_TASKS TO PERFORM_
1 – From the antiquarian notes, extract the passage starting with "ascetic, who inhabited" and going on through "of St. Andrew.".
2 – How would you render this sentence from the antiquarian notes in Spanish: "It is nearly round, about ten feet in diameter, and the same in height."

_SELECTED EXTRACT_
━━━━━━━━━━

With Peter's keys, in cloth of red,

On his broad shoulders wrought.-P. 49.

A Palmer, opposed to a Pilgrim, was one who made it his sole business to visit different holy shrines; travelling incessantly, and subsisting by charity: whereas the Pilgrim retired to his usual home and occupations, when he had paid his devotions at the particular spot, which was the object of his pilgrimage. The Palmers seem to have been the Quæstionarii of the ancient Scottish canons 1242 and 1296. There is, in the Bannatyne MS., a burlesque account of two such persons, entitled "Simmy and his Brother." Their accoutrements are thus ludicrously described, (I discard the ancient spelling.)

Syne shaped them up to loup on leas,

Two tabards of the tartan;

They counted nought what their clouts were

When sew'd them on, in certain.

Syne clampit up St. Peter's keys,
Made of an old red gartane;

St. James's shells, on t' other side, shews

As pretty as a partane

Toe,

On Symmye and his brother.

Note XIX.

To fair St. Andrew's bound,

Within the ocean-cave to pray,

Where good St. Rule his holy lay,

From midnight to the dawn of day,

Sung to the billows' sound.-P. 52.

St. Regulus, (Scotticé, St. Rule) a monk of Patræ, in Achaia, warned by a vision, is said, A. D. 370, to have sailed westward, until he landed at St. Andrew's, in Scotland, where he founded a chapel and tower. The latter is still standing; and, though we may doubt the precise date of its foundation, is certainly one of the most ancient edifices in Scotland. A cave, nearly fronting the ruinous castle of the Archbishops of St. Andrew's, bears the name of this religious person. It is difficult of access; and the rock in which it is hewed is washed by the German ocean. It is nearly round, about ten feet in diameter, and the same in height. On one side is a sort of stone altar; on the other an aperture into an inner den, where the miserable

ascetic, who inhabited this dwelling, probably slept. At full tide, egress and regress is hardly practicable. As Regulus first colonized the metropolitan see of Scotland, and converted the inhabitants in the vicinity, he has some reason to complain, that the ancient name of Killrule (Cella Reguli) should have been superseded, even in favour of the tutelar saint of Scotland. The reason of the change was, that St. Rule is said to have brought to Scotland the reliques of St. Andrew.

Note XX.

━━━━━━━━━━

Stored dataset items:

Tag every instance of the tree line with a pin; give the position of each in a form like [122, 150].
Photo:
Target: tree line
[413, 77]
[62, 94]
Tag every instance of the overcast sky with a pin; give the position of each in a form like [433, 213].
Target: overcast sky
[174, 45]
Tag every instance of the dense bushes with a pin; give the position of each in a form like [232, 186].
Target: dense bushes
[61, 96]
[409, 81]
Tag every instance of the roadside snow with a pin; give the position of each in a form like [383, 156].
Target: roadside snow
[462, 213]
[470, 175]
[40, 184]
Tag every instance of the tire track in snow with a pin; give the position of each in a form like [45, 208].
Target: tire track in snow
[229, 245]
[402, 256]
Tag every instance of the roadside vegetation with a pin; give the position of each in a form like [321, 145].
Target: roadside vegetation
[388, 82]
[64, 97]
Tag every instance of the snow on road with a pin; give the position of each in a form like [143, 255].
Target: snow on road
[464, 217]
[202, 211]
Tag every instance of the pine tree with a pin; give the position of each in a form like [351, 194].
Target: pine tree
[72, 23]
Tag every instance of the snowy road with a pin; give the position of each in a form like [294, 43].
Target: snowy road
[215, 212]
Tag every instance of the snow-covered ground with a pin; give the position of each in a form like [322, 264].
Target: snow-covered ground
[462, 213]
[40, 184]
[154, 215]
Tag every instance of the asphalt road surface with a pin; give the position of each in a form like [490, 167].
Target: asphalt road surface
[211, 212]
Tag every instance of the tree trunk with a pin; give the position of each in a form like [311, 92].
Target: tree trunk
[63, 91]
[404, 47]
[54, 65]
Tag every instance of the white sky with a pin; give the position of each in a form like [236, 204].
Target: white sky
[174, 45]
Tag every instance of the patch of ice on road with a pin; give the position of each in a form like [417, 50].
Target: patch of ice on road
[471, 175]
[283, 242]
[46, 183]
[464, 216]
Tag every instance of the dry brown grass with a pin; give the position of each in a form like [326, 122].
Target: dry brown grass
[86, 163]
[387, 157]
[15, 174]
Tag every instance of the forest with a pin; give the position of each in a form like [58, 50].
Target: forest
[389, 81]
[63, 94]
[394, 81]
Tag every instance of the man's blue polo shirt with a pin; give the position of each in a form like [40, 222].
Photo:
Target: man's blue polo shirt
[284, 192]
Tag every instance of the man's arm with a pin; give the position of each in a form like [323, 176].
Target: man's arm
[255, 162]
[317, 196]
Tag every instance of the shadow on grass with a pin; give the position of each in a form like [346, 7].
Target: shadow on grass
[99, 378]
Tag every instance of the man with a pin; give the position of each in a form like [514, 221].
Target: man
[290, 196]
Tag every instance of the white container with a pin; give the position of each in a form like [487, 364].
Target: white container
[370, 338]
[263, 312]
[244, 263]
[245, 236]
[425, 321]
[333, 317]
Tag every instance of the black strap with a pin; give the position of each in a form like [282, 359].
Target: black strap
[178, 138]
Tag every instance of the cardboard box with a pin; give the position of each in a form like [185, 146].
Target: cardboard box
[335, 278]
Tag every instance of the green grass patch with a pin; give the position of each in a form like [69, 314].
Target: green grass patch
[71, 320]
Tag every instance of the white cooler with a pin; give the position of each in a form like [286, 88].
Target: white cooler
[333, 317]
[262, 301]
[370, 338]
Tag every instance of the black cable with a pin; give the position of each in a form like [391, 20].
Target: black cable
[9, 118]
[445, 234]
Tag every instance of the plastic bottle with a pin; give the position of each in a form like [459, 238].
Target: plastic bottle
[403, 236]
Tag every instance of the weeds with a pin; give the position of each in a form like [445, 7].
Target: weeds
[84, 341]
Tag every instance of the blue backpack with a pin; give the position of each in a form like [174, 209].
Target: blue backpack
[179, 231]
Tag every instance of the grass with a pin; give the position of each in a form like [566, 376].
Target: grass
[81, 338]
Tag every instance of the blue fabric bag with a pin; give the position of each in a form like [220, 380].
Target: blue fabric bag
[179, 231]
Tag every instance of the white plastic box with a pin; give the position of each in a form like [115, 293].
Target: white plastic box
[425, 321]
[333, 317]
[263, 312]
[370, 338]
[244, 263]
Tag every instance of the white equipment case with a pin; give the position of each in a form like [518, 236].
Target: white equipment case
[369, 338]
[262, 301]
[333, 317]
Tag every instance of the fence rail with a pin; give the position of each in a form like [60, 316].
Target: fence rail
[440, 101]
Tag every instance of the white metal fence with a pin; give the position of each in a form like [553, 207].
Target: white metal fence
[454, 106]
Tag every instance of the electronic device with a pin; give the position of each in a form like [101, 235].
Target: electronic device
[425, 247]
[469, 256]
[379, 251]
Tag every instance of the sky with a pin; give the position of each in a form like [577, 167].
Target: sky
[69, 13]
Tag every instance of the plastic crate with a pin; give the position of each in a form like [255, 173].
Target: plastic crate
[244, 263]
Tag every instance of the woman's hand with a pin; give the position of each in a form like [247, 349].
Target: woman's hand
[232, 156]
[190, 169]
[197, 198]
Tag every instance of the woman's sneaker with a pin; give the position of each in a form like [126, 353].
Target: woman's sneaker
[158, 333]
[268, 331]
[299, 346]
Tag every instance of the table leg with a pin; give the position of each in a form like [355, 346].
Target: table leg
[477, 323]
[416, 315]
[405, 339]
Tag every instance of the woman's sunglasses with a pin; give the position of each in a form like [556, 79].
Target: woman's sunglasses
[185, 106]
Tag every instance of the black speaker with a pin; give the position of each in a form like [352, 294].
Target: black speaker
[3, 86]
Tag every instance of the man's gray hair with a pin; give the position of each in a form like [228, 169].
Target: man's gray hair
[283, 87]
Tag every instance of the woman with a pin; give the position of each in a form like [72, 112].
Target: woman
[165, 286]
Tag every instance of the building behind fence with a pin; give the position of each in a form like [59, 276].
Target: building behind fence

━━━━━━━━━━

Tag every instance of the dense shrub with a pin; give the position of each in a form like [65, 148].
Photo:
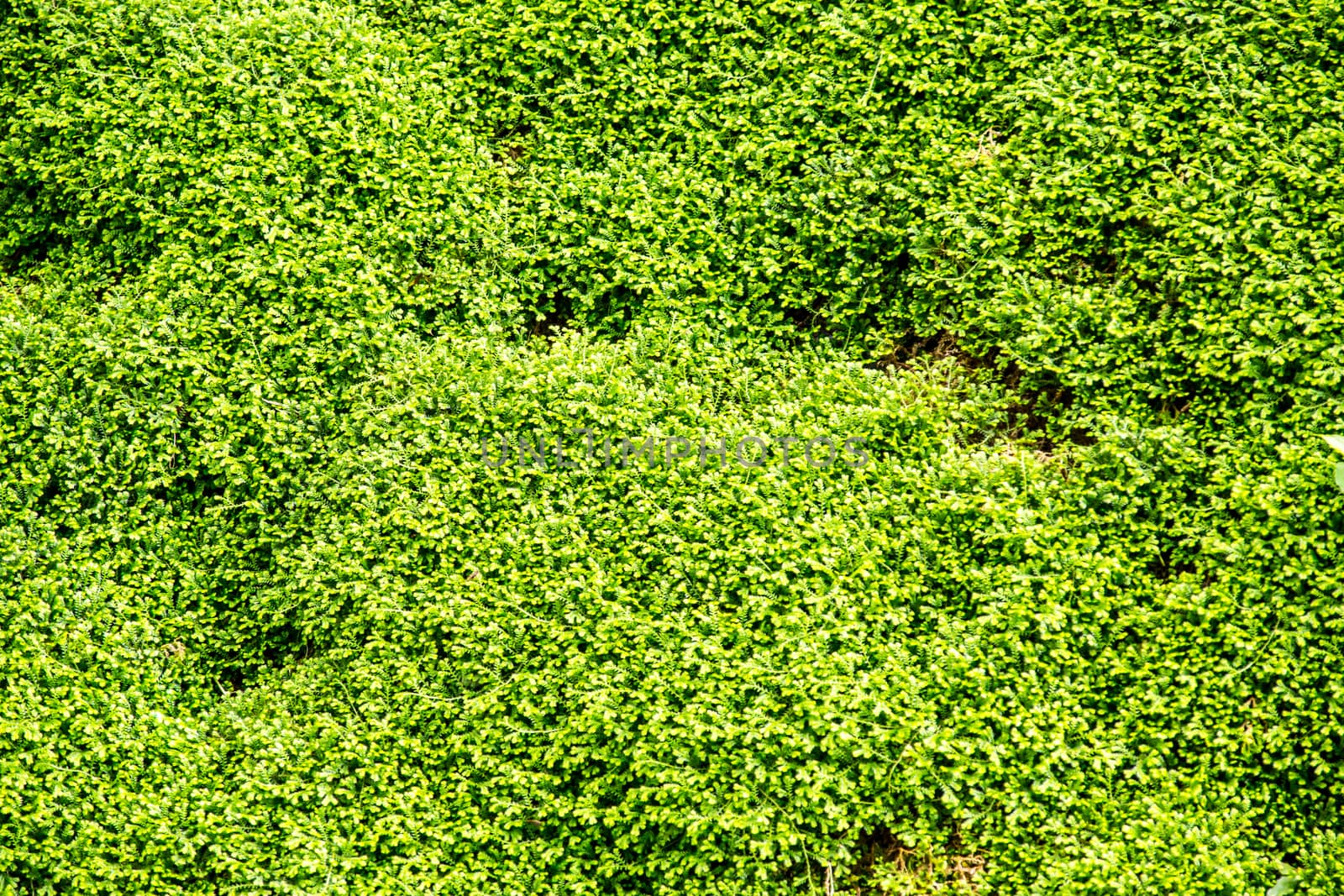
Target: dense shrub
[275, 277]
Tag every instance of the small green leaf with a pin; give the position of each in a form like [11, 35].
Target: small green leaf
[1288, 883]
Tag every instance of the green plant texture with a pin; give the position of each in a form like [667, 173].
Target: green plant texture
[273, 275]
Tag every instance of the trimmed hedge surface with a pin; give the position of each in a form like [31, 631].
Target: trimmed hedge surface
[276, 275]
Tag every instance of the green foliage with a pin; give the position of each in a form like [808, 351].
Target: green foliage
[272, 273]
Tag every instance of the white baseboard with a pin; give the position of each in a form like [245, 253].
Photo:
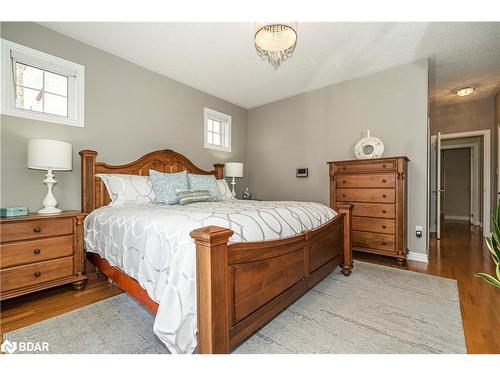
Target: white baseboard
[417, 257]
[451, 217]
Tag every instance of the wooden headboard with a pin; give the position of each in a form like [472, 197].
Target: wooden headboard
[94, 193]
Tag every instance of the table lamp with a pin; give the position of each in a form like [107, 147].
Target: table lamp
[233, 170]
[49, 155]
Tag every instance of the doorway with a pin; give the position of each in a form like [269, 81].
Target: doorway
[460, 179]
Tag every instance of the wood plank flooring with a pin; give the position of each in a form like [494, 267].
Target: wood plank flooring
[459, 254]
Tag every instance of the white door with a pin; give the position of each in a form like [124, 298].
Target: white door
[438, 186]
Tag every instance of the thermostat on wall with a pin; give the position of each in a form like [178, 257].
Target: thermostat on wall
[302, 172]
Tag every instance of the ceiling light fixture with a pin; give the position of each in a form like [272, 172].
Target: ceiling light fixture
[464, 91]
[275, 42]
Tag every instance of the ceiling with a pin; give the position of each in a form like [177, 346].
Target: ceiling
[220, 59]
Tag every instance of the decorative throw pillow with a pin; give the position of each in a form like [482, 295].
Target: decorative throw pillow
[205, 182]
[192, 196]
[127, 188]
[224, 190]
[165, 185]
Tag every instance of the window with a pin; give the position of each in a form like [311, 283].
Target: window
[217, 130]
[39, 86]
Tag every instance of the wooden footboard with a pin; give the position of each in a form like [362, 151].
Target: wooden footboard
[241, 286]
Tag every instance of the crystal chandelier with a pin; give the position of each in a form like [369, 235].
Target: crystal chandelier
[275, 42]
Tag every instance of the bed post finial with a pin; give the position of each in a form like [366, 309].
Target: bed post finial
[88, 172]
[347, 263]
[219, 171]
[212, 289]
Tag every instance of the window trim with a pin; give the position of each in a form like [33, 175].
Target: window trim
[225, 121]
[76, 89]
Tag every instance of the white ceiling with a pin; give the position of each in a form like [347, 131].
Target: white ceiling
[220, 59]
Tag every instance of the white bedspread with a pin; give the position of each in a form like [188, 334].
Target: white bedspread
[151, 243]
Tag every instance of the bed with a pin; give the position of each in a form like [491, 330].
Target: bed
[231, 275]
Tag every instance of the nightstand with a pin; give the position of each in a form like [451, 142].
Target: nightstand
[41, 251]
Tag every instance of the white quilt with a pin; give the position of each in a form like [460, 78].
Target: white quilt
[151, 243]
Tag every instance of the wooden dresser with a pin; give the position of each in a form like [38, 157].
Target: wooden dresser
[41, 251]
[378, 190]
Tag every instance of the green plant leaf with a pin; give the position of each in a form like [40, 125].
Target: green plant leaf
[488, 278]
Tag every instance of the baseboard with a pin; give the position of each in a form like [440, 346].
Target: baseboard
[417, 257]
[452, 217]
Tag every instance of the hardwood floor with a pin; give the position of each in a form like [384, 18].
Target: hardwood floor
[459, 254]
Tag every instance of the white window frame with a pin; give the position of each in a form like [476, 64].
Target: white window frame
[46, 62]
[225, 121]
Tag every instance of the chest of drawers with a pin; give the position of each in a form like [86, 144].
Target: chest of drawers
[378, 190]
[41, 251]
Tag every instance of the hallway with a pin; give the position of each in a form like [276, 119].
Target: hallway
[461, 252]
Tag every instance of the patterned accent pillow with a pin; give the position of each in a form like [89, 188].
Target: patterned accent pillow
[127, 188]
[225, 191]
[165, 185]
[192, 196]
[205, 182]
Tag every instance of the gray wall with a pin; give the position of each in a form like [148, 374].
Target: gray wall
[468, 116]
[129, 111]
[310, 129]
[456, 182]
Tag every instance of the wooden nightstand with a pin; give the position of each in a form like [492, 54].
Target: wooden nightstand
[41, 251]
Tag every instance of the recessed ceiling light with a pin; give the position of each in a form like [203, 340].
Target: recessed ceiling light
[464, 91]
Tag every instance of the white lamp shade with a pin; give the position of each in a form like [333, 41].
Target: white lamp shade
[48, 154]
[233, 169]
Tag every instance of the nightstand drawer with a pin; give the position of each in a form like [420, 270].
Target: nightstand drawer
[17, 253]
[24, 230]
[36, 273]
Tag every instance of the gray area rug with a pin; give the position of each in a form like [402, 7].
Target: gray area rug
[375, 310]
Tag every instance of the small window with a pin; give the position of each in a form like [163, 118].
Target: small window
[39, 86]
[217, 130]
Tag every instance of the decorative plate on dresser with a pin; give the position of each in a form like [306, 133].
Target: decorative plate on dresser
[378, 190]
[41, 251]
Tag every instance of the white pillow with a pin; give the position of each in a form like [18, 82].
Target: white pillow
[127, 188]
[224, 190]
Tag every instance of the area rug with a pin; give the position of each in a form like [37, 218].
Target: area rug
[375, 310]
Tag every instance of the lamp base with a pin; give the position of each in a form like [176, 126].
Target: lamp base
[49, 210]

━━━━━━━━━━

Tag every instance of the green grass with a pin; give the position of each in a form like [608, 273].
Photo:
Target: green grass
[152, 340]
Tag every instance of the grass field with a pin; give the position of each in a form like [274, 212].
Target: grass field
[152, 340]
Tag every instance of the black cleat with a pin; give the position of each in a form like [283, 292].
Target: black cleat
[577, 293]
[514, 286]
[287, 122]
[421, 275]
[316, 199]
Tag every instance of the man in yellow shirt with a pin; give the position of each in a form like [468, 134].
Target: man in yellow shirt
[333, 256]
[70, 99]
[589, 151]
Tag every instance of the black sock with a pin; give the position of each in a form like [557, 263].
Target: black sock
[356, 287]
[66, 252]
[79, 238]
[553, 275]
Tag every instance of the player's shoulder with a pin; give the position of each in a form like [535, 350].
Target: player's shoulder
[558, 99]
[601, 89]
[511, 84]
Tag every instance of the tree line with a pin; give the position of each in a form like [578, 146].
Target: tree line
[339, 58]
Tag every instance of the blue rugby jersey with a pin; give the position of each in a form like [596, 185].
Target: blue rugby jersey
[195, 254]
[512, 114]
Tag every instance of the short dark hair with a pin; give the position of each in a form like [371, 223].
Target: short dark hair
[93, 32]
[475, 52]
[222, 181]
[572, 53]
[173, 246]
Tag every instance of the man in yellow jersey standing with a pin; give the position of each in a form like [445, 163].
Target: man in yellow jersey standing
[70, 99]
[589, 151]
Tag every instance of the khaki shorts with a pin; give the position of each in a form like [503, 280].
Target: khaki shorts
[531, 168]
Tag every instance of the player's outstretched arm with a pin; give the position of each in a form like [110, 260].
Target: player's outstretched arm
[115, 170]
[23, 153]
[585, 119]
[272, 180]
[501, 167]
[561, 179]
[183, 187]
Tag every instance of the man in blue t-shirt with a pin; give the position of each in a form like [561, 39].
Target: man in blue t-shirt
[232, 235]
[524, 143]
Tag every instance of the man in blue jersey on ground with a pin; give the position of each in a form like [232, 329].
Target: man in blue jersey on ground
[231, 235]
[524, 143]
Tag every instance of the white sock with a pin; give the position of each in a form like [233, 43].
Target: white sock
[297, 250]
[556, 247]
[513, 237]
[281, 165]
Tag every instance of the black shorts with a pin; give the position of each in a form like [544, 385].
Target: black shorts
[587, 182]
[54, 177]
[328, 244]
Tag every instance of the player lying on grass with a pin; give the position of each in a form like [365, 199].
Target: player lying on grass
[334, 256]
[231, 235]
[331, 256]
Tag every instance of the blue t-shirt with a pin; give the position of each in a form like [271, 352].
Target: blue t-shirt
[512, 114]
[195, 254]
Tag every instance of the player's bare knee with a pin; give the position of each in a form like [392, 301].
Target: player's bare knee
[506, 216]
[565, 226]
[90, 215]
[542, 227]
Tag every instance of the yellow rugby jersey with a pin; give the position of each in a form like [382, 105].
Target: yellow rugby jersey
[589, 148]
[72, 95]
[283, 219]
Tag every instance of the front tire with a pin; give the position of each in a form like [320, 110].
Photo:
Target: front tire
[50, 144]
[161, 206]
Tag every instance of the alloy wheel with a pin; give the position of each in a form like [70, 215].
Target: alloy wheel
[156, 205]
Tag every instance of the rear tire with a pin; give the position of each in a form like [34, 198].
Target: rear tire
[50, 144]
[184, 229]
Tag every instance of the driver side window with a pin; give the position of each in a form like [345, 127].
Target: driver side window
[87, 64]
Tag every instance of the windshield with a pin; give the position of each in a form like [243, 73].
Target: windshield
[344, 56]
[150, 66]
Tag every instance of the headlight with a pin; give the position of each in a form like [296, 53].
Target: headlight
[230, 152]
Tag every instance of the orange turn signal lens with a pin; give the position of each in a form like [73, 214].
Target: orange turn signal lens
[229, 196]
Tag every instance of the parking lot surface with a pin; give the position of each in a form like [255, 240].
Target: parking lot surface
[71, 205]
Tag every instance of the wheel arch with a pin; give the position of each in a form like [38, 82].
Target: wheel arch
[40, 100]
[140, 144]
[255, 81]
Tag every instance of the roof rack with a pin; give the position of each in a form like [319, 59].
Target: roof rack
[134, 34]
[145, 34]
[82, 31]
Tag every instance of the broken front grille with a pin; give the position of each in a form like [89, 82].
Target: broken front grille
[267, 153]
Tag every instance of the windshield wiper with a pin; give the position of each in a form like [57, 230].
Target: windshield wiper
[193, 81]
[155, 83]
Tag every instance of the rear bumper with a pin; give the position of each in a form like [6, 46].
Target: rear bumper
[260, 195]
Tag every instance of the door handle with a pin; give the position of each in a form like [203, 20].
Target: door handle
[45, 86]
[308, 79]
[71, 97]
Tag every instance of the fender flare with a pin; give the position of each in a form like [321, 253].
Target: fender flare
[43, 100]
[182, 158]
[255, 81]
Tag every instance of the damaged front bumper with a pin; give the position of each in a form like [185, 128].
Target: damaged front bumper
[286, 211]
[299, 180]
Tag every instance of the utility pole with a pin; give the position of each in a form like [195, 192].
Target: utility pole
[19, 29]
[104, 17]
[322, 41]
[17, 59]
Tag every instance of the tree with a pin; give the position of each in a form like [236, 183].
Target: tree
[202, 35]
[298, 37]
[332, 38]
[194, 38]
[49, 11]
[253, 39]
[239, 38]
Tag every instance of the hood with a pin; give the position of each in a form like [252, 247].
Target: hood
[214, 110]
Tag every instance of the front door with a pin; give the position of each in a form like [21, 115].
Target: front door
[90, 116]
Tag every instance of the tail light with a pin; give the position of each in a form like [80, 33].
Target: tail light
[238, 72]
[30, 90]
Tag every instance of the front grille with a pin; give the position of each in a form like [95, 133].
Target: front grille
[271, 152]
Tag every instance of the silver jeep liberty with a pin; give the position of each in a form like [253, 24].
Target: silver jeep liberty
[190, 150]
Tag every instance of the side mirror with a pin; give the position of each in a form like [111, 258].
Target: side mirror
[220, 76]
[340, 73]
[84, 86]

━━━━━━━━━━

_ANSWERS FOR THE EXERCISE_
1 –
ascetic, who inhabited this dwelling, probably slept. At full tide, egress and regress is hardly practicable. As Regulus first colonized the metropolitan see of Scotland, and converted the inhabitants in the vicinity, he has some reason to complain, that the ancient name of Killrule (Cella Reguli) should have been superseded, even in favour of the tutelar saint of Scotland. The reason of the change was, that St. Rule is said to have brought to Scotland the reliques of St. Andrew.

2 – Es casi redonda, de unos diez pies de diámetro e igual de alta.